• Fragmento del texto:
********************
No vivas como si estuvieras solo; el hombre solo es prisionero de sí mismo. No hay que
sentirse solo, porque así estás perdiendo el camino. Participemos en la dicha
de la divina amistad del Señor. De esta manera, se hace fácil compartir con Él
nuestros deberes, nuestros afanes, nuestra vida diaria, nuestros deberes
profesionales y los de ciudadano.
El presente,
si es difícil, por todo lo que a diario vemos, conocemos o experimentamos,
puede ser vivido y aceptado si nos lleva a un fin, y si podemos estar seguros
de ese fin, y si ese fin es lo suficientemente grandioso para justificar el
esfuerzo de la jornada. ¿Y cuál es ese fin? El fin es Jesucristo, quien es el
mismo ayer, hoy y siempre.
********************
Una serie de líneas:
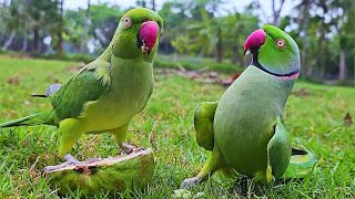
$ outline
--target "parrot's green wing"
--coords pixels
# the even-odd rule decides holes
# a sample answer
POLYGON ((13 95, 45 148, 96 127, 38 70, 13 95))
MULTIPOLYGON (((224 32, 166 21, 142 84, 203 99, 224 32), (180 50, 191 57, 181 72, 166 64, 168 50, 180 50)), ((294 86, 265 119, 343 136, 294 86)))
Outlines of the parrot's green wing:
POLYGON ((219 102, 203 102, 197 104, 194 113, 195 138, 199 146, 212 150, 214 145, 213 121, 219 102))
POLYGON ((273 180, 273 177, 280 178, 285 172, 290 163, 291 150, 288 133, 278 117, 274 127, 274 135, 267 144, 267 181, 273 180))
POLYGON ((51 95, 58 122, 80 116, 85 103, 100 98, 110 87, 110 71, 105 61, 91 62, 51 95))

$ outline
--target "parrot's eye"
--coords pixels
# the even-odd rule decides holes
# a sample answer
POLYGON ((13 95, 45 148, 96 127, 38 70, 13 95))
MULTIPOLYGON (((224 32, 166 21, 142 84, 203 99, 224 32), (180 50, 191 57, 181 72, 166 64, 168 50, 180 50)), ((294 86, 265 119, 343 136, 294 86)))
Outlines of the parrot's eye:
POLYGON ((128 17, 124 18, 124 27, 125 27, 125 28, 131 27, 131 19, 128 18, 128 17))
POLYGON ((284 48, 285 44, 286 44, 286 43, 285 43, 285 40, 283 40, 283 39, 276 40, 276 46, 277 46, 278 49, 284 48))

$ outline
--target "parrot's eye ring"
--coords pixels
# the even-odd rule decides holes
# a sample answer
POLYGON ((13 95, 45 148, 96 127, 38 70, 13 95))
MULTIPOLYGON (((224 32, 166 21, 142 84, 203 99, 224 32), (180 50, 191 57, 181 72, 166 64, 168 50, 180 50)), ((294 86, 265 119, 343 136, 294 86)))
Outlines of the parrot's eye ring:
POLYGON ((129 17, 124 18, 124 27, 130 28, 131 27, 131 19, 129 17))
POLYGON ((285 45, 286 45, 285 40, 283 40, 283 39, 277 39, 277 40, 276 40, 276 48, 282 49, 282 48, 284 48, 285 45))

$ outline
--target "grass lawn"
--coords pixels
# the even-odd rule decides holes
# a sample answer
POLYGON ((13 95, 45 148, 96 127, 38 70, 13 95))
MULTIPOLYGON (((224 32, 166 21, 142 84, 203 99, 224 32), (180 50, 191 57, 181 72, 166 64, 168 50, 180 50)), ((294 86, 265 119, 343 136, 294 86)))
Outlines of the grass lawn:
MULTIPOLYGON (((0 123, 50 108, 49 100, 32 98, 49 84, 63 83, 77 63, 21 60, 0 56, 0 123)), ((156 168, 152 184, 138 198, 169 198, 182 180, 197 174, 209 153, 194 142, 193 109, 199 102, 219 100, 226 87, 166 76, 155 70, 155 90, 146 108, 130 126, 129 140, 149 147, 149 135, 156 146, 156 168)), ((247 180, 244 197, 267 198, 354 198, 355 125, 346 127, 346 113, 355 116, 354 87, 329 87, 298 81, 285 108, 285 121, 294 145, 304 145, 318 158, 317 169, 302 182, 277 181, 255 188, 247 180)), ((55 198, 41 169, 57 165, 57 128, 50 126, 0 129, 0 198, 55 198)), ((114 156, 110 134, 83 135, 73 148, 80 160, 114 156)), ((193 192, 206 198, 236 198, 237 180, 217 175, 196 186, 193 192), (234 186, 233 186, 234 185, 234 186)), ((104 198, 98 196, 98 198, 104 198)), ((73 192, 69 198, 79 198, 73 192)))

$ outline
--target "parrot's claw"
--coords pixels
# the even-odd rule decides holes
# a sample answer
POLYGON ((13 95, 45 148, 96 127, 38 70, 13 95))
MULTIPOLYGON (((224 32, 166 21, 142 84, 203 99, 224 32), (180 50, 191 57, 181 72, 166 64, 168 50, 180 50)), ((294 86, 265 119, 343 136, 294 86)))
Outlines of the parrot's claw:
POLYGON ((181 184, 181 188, 189 189, 190 187, 196 186, 200 181, 201 181, 200 177, 184 179, 184 181, 181 184))
POLYGON ((124 144, 124 143, 122 143, 120 147, 123 149, 122 154, 126 154, 126 155, 130 155, 132 153, 138 153, 140 150, 144 150, 144 148, 142 148, 142 147, 136 147, 134 145, 129 145, 129 144, 124 144))
POLYGON ((50 171, 53 171, 53 170, 58 170, 58 169, 62 169, 62 168, 65 168, 68 166, 81 166, 81 165, 85 165, 85 164, 91 164, 91 163, 95 163, 95 161, 100 161, 102 160, 101 158, 90 158, 90 159, 87 159, 84 161, 79 161, 78 159, 75 159, 71 154, 67 154, 64 156, 64 159, 67 161, 60 164, 60 165, 55 165, 55 166, 47 166, 42 169, 42 172, 50 172, 50 171))
POLYGON ((80 161, 78 159, 75 159, 74 156, 72 156, 71 154, 67 154, 64 156, 64 159, 67 160, 65 163, 68 163, 69 165, 80 164, 80 161))

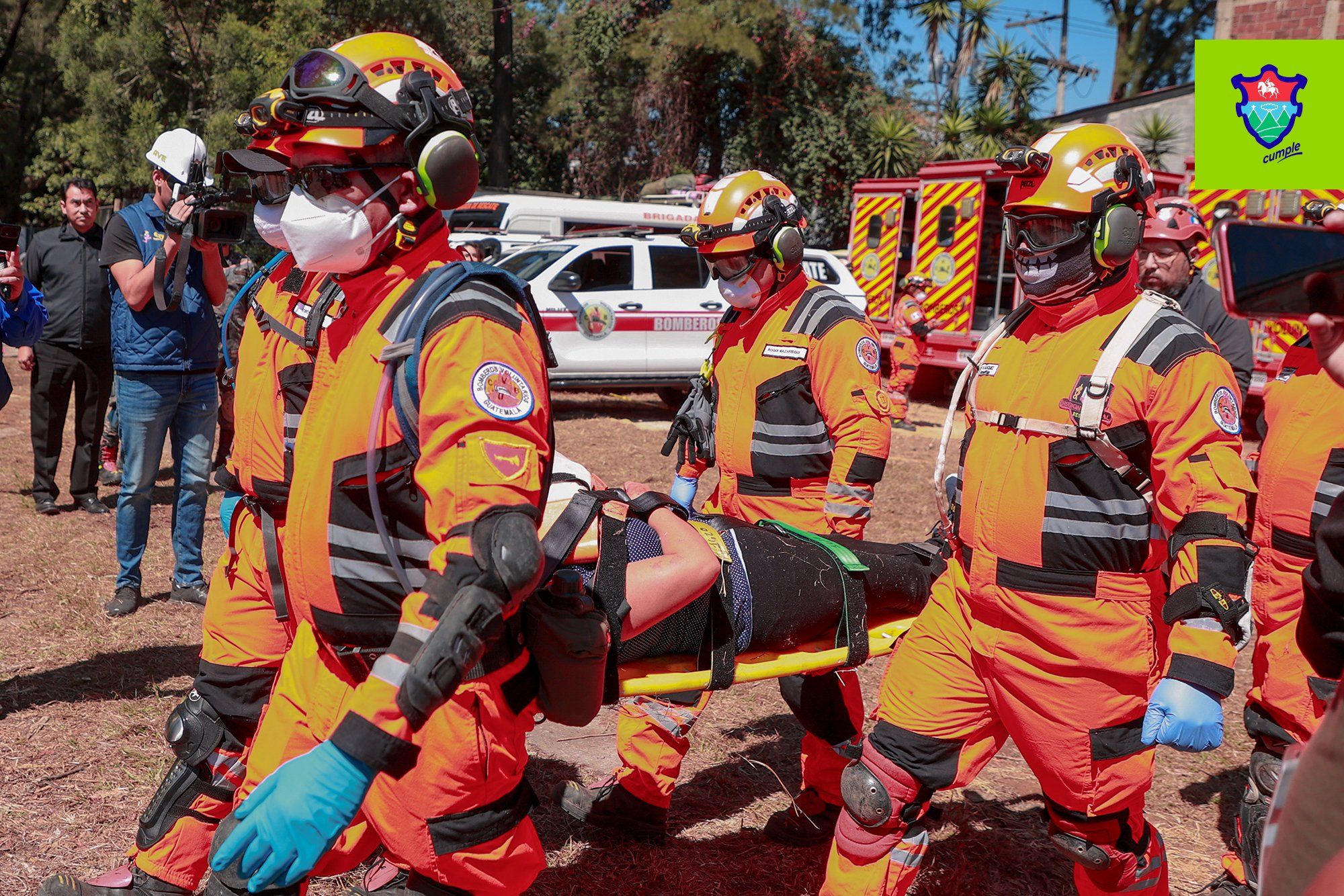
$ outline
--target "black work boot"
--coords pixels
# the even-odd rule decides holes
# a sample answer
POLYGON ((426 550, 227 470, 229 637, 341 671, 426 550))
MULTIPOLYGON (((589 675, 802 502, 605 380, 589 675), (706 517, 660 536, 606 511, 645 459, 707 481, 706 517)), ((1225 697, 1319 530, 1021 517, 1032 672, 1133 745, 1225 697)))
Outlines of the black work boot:
POLYGON ((597 827, 613 827, 632 837, 660 840, 668 830, 668 810, 646 803, 607 778, 595 787, 566 780, 554 793, 555 802, 571 817, 597 827))
POLYGON ((134 865, 122 865, 93 880, 52 875, 42 881, 38 896, 191 896, 191 891, 151 877, 134 865))
POLYGON ((786 846, 817 846, 831 842, 840 819, 840 806, 828 803, 808 787, 793 798, 788 809, 770 815, 765 836, 786 846))

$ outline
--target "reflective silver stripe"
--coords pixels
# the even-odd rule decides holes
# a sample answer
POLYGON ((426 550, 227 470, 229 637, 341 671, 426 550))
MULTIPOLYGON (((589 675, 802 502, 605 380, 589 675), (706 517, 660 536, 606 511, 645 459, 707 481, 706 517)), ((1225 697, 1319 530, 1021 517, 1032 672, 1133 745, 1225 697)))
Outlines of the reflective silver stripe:
POLYGON ((396 634, 407 634, 407 635, 415 638, 417 641, 419 641, 421 643, 425 643, 425 641, 429 638, 429 635, 433 631, 434 631, 433 629, 426 629, 425 626, 418 626, 414 622, 399 622, 399 623, 396 623, 396 634))
POLYGON ((851 520, 867 520, 872 516, 872 508, 867 505, 836 504, 835 501, 827 501, 824 509, 831 516, 843 516, 851 520))
POLYGON ((1142 498, 1094 498, 1086 494, 1046 492, 1046 506, 1062 510, 1093 510, 1095 513, 1125 513, 1148 516, 1148 502, 1142 498))
POLYGON ((1208 339, 1207 336, 1204 336, 1204 330, 1196 329, 1189 324, 1185 322, 1168 324, 1165 329, 1163 329, 1163 332, 1159 333, 1157 337, 1152 343, 1149 343, 1148 347, 1138 355, 1138 363, 1152 367, 1157 356, 1163 353, 1163 349, 1165 349, 1173 341, 1176 341, 1177 336, 1187 336, 1187 334, 1199 336, 1200 339, 1206 340, 1208 339))
POLYGON ((374 664, 374 668, 370 669, 368 674, 372 678, 380 678, 386 681, 394 688, 401 688, 402 681, 406 680, 406 673, 410 672, 410 668, 411 666, 409 662, 398 660, 390 653, 384 653, 378 658, 378 661, 374 664))
POLYGON ((780 435, 786 438, 816 438, 827 434, 827 422, 816 423, 762 423, 757 420, 751 426, 757 435, 780 435))
POLYGON ((751 439, 751 453, 753 454, 774 454, 775 457, 798 457, 802 454, 829 454, 832 447, 831 439, 825 442, 812 442, 810 445, 775 445, 774 442, 762 442, 761 439, 751 439))
POLYGON ((871 501, 872 486, 845 485, 844 482, 827 482, 827 494, 835 494, 836 497, 845 497, 845 498, 859 498, 860 501, 871 501))
POLYGON ((1093 523, 1090 520, 1060 520, 1047 516, 1040 525, 1042 532, 1055 535, 1081 535, 1086 539, 1129 539, 1133 541, 1148 540, 1146 525, 1129 525, 1128 523, 1093 523))
MULTIPOLYGON (((327 524, 327 543, 341 548, 353 548, 364 553, 383 556, 383 540, 376 532, 360 532, 335 523, 327 524)), ((398 556, 429 563, 429 555, 434 552, 434 543, 429 539, 392 539, 398 556)))
MULTIPOLYGON (((343 579, 363 579, 366 582, 396 584, 396 575, 390 566, 368 560, 332 557, 332 575, 343 579)), ((410 580, 413 588, 425 584, 425 571, 418 567, 406 567, 406 578, 410 580)))

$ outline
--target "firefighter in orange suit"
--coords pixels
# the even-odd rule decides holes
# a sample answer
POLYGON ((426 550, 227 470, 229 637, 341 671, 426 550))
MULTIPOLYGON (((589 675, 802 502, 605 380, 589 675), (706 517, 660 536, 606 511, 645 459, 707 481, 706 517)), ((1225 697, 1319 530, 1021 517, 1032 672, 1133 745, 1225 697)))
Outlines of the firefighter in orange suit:
POLYGON ((1251 588, 1257 638, 1246 695, 1246 732, 1255 746, 1232 850, 1223 858, 1227 877, 1214 889, 1220 896, 1255 892, 1284 751, 1310 739, 1336 689, 1297 646, 1302 571, 1316 559, 1316 529, 1344 493, 1344 390, 1321 368, 1309 337, 1284 355, 1265 386, 1263 424, 1251 528, 1259 547, 1251 588))
POLYGON ((907 892, 933 794, 969 785, 1009 736, 1078 891, 1167 893, 1144 818, 1154 744, 1222 743, 1250 637, 1236 380, 1169 300, 1137 289, 1148 163, 1120 130, 1081 124, 999 164, 1030 301, 953 399, 969 384, 954 559, 841 778, 824 893, 907 892))
POLYGON ((345 866, 324 854, 366 821, 410 872, 384 892, 517 893, 544 866, 517 613, 540 574, 552 443, 539 314, 521 293, 434 290, 460 261, 439 210, 477 181, 470 99, 434 50, 360 35, 301 56, 281 89, 259 110, 294 134, 281 230, 344 298, 294 441, 294 642, 214 880, 297 892, 345 866), (421 300, 431 314, 403 339, 421 300), (418 383, 413 404, 401 380, 391 395, 394 368, 418 383))
MULTIPOLYGON (((258 141, 245 152, 239 157, 265 169, 257 173, 285 171, 281 160, 288 152, 277 141, 258 141)), ((265 220, 282 210, 284 193, 259 195, 258 200, 255 218, 265 235, 265 220), (278 208, 267 210, 267 201, 278 208)), ((187 896, 204 877, 210 841, 242 783, 247 750, 290 642, 278 563, 293 469, 290 449, 321 333, 308 321, 329 320, 339 298, 340 290, 329 278, 305 275, 284 257, 238 300, 250 305, 231 368, 238 429, 215 478, 242 497, 224 500, 224 506, 233 508, 222 512, 228 548, 211 578, 200 668, 167 725, 177 760, 140 817, 130 862, 93 881, 52 876, 42 887, 44 896, 187 896)), ((352 849, 362 842, 360 833, 352 833, 352 849)), ((363 844, 359 860, 376 845, 363 844)))
POLYGON ((919 372, 925 337, 931 329, 923 310, 929 285, 933 281, 921 273, 906 274, 900 281, 900 296, 895 302, 896 339, 891 344, 891 424, 898 430, 914 430, 906 420, 910 410, 910 388, 919 372))
MULTIPOLYGON (((706 195, 683 239, 704 254, 731 309, 714 334, 712 373, 702 382, 712 398, 698 387, 664 453, 677 434, 700 441, 699 453, 683 447, 673 497, 684 505, 694 477, 712 461, 722 478, 707 513, 862 537, 887 462, 891 400, 879 384, 872 325, 802 271, 804 226, 793 192, 761 171, 728 175, 706 195)), ((840 771, 863 724, 857 676, 789 676, 780 689, 805 731, 804 791, 801 813, 792 806, 777 813, 765 832, 790 845, 825 842, 839 815, 840 771)), ((566 811, 661 834, 691 725, 707 701, 708 692, 685 703, 622 701, 622 767, 598 787, 562 785, 566 811)))

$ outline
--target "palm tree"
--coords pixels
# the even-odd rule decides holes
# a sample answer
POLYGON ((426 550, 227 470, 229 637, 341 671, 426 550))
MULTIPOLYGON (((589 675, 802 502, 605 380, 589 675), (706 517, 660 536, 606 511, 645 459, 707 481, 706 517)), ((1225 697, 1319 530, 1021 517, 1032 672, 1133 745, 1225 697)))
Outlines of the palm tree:
POLYGON ((961 82, 970 74, 980 54, 980 44, 993 36, 989 15, 997 5, 999 0, 962 0, 957 24, 957 60, 952 67, 952 83, 948 89, 949 102, 957 102, 961 82))
POLYGON ((934 125, 934 159, 977 159, 980 153, 976 148, 976 120, 968 116, 960 106, 943 109, 942 117, 934 125))
MULTIPOLYGON (((934 66, 935 59, 941 55, 938 52, 938 42, 942 35, 952 32, 952 24, 957 20, 957 13, 953 11, 953 0, 925 0, 925 3, 915 4, 914 8, 915 17, 919 19, 919 27, 925 31, 925 50, 929 55, 929 64, 934 66)), ((937 79, 938 73, 933 71, 933 78, 937 79)))
POLYGON ((1180 141, 1180 128, 1167 116, 1154 111, 1138 122, 1134 129, 1134 144, 1148 159, 1148 164, 1157 171, 1167 171, 1163 167, 1163 156, 1176 149, 1180 141))
POLYGON ((978 103, 969 110, 973 132, 966 140, 973 149, 970 157, 993 159, 1015 142, 1012 133, 1019 121, 1013 110, 1003 103, 978 103))
POLYGON ((902 177, 919 168, 925 141, 918 129, 896 111, 868 120, 868 177, 902 177))

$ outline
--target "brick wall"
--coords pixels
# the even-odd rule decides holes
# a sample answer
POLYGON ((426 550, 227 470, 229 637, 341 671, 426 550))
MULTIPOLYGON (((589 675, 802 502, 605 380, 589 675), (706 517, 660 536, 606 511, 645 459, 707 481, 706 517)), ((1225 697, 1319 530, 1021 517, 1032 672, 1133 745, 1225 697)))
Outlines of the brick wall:
POLYGON ((1218 0, 1214 36, 1261 39, 1344 38, 1340 0, 1218 0))

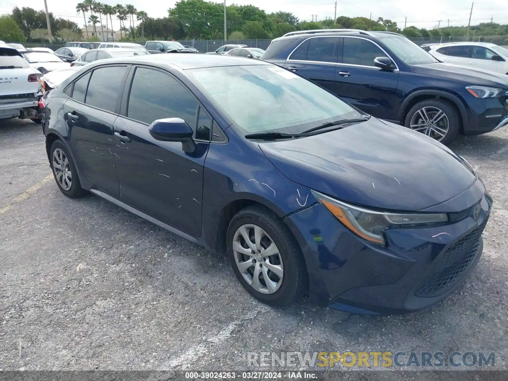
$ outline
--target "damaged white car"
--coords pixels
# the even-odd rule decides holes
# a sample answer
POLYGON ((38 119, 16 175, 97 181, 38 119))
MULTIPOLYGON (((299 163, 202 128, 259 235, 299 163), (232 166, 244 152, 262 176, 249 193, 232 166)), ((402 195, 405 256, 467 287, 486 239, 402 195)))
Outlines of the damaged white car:
POLYGON ((40 75, 17 50, 0 44, 0 119, 19 117, 41 122, 40 75))

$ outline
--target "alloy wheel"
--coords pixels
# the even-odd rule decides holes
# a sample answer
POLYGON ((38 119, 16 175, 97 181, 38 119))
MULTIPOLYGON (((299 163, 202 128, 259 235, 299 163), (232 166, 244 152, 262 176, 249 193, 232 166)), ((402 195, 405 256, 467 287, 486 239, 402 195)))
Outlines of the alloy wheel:
POLYGON ((411 118, 409 128, 439 142, 448 133, 450 122, 443 110, 437 107, 427 106, 415 113, 411 118))
POLYGON ((242 276, 257 291, 273 294, 284 276, 282 258, 270 236, 257 225, 242 225, 233 239, 235 262, 242 276))
POLYGON ((60 148, 53 151, 53 171, 55 178, 64 190, 69 190, 72 186, 72 172, 71 164, 65 153, 60 148))

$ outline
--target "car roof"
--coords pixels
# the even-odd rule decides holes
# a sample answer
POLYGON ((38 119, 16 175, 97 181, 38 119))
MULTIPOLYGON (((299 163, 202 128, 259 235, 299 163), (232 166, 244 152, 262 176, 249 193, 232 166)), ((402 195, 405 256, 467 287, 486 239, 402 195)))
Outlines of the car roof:
POLYGON ((461 45, 474 45, 474 46, 484 46, 485 47, 492 47, 493 46, 497 46, 495 44, 492 44, 490 42, 472 42, 469 41, 460 41, 459 42, 446 42, 442 44, 439 44, 438 47, 442 47, 443 46, 461 46, 461 45))
MULTIPOLYGON (((97 48, 97 49, 90 49, 88 52, 101 51, 108 53, 109 52, 139 52, 139 50, 137 49, 129 49, 129 48, 97 48)), ((88 52, 86 52, 88 53, 88 52)))
MULTIPOLYGON (((118 50, 117 49, 116 49, 118 50)), ((240 66, 245 65, 271 66, 272 64, 258 60, 240 60, 237 57, 205 54, 146 54, 112 58, 110 62, 166 65, 182 70, 219 66, 240 66)), ((97 61, 98 65, 101 61, 97 61)))

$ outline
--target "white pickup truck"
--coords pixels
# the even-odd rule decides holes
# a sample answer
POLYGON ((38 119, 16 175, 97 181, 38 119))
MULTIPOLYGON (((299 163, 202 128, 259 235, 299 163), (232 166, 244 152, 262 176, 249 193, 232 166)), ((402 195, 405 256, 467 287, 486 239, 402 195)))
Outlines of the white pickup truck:
POLYGON ((19 52, 0 44, 0 119, 19 117, 40 122, 40 76, 19 52))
********************
• Instrucciones y requisitos:
Reproduce sin cambios el pasaje del texto sobre la soledad y la fe que va de "No vivas como" a "hoy y siempre.".

• Solución escrita:
No vivas como si estuvieras solo; el hombre solo es prisionero de sí mismo. No hay que
sentirse solo, porque así estás perdiendo el camino. Participemos en la dicha
de la divina amistad del Señor. De esta manera, se hace fácil compartir con Él
nuestros deberes, nuestros afanes, nuestra vida diaria, nuestros deberes
profesionales y los de ciudadano.
El presente,
si es difícil, por todo lo que a diario vemos, conocemos o experimentamos,
puede ser vivido y aceptado si nos lleva a un fin, y si podemos estar seguros
de ese fin, y si ese fin es lo suficientemente grandioso para justificar el
esfuerzo de la jornada. ¿Y cuál es ese fin? El fin es Jesucristo, quien es el
mismo ayer, hoy y siempre.